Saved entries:
-- Opening Marker --
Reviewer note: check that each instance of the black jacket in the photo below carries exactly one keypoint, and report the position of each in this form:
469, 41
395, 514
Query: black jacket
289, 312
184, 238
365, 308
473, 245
-- Closing Marker --
*REQUIRED ACTION*: Your response must consist of the entries, reproduced exactly.

*RESULT FOR THIS EXERCISE*:
Reviewer note: check that each instance of the black jacket in the photo below carries exactly one keypoint, and report the position of each in this form:
469, 41
395, 514
Query: black jacket
289, 312
184, 238
365, 308
473, 245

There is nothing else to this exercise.